--- Recorded data ---
----

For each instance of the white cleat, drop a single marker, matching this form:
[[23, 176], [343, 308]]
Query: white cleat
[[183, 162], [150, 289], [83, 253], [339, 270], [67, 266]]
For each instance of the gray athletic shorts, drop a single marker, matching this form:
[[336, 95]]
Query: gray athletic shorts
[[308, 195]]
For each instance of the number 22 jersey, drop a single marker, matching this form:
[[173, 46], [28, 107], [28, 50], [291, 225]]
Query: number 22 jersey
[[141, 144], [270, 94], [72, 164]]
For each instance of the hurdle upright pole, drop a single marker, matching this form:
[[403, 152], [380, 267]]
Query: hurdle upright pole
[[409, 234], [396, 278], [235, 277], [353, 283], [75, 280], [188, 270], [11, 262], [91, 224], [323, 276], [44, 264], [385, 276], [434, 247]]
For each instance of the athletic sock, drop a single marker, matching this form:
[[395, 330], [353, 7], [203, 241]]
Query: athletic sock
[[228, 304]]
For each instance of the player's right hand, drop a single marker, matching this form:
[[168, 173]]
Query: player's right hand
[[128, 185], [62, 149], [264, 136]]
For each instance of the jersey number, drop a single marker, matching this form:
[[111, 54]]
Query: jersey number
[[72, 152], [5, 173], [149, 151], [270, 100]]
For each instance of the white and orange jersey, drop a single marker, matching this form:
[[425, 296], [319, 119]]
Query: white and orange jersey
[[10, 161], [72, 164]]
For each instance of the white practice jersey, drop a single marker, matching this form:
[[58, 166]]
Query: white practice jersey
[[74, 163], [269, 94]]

----

--- Work task ---
Look through the entries above, and wherever a line holds the word "drop", copy it.

--- Your solution ---
For each instance of the white cleat, drop a single marker, matching this form:
For each instance of the gray athletic shorts, drop a single marker, matching this form:
For each instance of the number 22 jersey, drop a single marker, matching this form:
For each instance of the hurdle upright pole, drop a single marker, matching this form:
For each instance of the athletic sock, drop a single marker, matching this form:
For each instance of the player's right hand, drop a single marker, matching this form:
For each instance of the jersey number, drop a single marker, matching this form:
For each instance of the white and orange jersey, drop a single marker, matching this form:
For each instance of the white practice jersey, drop a single marker, matching this form:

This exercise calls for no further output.